— What you are asked to do —
Nothing outside the lines below from the one containing "[spot] the paved" through the one containing "[spot] the wet" is to be printed; print those exactly, ends included, and drop the pictures.

(Beginning of Provided information)

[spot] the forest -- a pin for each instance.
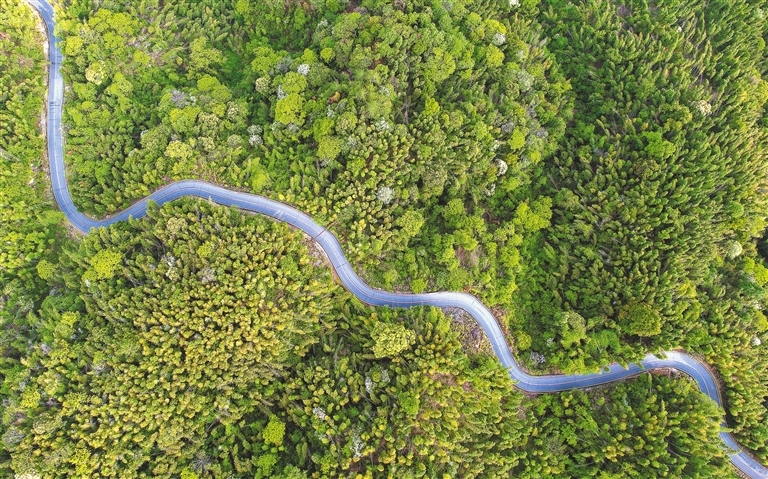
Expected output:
(594, 172)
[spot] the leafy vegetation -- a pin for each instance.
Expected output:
(202, 342)
(410, 129)
(439, 140)
(658, 195)
(30, 229)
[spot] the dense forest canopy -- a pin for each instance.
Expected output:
(593, 171)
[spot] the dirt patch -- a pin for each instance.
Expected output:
(471, 336)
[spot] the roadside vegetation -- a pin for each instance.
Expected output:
(593, 172)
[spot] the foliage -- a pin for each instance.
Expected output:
(653, 426)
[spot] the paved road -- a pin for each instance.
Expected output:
(257, 204)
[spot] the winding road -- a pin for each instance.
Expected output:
(282, 212)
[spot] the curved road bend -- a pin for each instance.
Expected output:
(279, 211)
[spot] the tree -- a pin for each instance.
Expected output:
(390, 339)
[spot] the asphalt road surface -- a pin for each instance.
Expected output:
(282, 212)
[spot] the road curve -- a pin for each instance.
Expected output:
(282, 212)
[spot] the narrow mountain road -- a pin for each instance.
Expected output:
(282, 212)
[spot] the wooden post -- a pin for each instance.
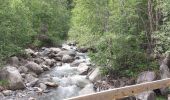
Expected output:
(122, 92)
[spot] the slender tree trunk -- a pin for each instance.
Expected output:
(150, 17)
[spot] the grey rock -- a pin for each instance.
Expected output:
(146, 77)
(45, 68)
(34, 67)
(23, 69)
(83, 69)
(67, 59)
(94, 75)
(55, 50)
(7, 92)
(14, 61)
(13, 76)
(31, 80)
(88, 89)
(77, 62)
(65, 52)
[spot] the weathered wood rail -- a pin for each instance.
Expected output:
(122, 92)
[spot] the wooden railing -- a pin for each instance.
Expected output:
(122, 92)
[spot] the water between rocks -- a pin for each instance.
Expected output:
(68, 77)
(70, 82)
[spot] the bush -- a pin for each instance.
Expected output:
(121, 55)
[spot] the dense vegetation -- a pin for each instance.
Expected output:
(128, 35)
(31, 23)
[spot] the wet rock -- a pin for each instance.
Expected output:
(31, 80)
(7, 92)
(80, 80)
(29, 51)
(101, 86)
(49, 62)
(146, 77)
(45, 52)
(65, 52)
(51, 84)
(77, 62)
(1, 95)
(43, 86)
(67, 59)
(38, 60)
(164, 73)
(13, 76)
(94, 75)
(23, 69)
(34, 67)
(1, 88)
(149, 95)
(88, 89)
(55, 50)
(14, 61)
(31, 98)
(58, 58)
(58, 64)
(45, 68)
(83, 69)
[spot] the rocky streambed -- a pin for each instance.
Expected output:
(52, 73)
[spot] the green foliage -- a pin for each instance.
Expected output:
(21, 20)
(4, 83)
(116, 28)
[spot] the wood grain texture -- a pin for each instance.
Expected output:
(122, 92)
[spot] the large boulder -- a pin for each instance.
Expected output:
(146, 76)
(67, 59)
(66, 52)
(23, 69)
(83, 69)
(55, 50)
(14, 61)
(30, 80)
(149, 95)
(34, 67)
(166, 61)
(94, 75)
(88, 89)
(13, 76)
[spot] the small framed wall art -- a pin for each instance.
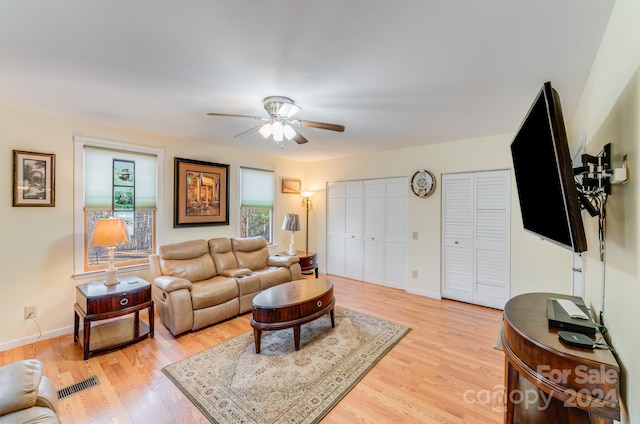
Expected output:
(201, 193)
(33, 179)
(291, 186)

(End of Provided information)

— Exercise solution —
[spot] the paved road -- a pin for each instance.
Expected output:
(257, 204)
[spot] the winding road -- a pin for each instance.
Expected output:
(282, 212)
[spot] the curved road bend -- a pin for each instance.
Expected output:
(279, 211)
[spot] the tree -- a pin for each instance.
Expected output:
(390, 339)
[spot] the asphalt road surface -- a pin for each instance.
Expected output:
(282, 212)
[spot] the road curve -- a pin for each instance.
Expected output:
(282, 212)
[spot] the narrow mountain road -- a pin for each instance.
Expected output:
(282, 212)
[spot] the wooden post -- a pin for each instance.
Expected output:
(122, 92)
[spot] the slender tree trunk -- a pin for each instance.
Expected output:
(150, 17)
[spot] the grey rock -- a pin for each instance.
Expected output:
(146, 77)
(45, 68)
(34, 67)
(23, 69)
(83, 69)
(67, 59)
(94, 75)
(55, 50)
(7, 92)
(14, 61)
(13, 76)
(31, 80)
(88, 89)
(77, 62)
(65, 52)
[spot] the weathered wood rail -- a pin for each instance.
Expected output:
(122, 92)
[spot] the wooden railing -- a pin for each instance.
Expected output:
(122, 92)
[spot] the water between rocks -- a pin for each instance.
Expected output:
(68, 77)
(70, 82)
[spot] the bush -- a pin for each instance.
Expected output:
(121, 55)
[spot] the dense vegetation -- a pin for each instance.
Expected output:
(128, 35)
(31, 23)
[spot] the wet rock -- a pin for each instance.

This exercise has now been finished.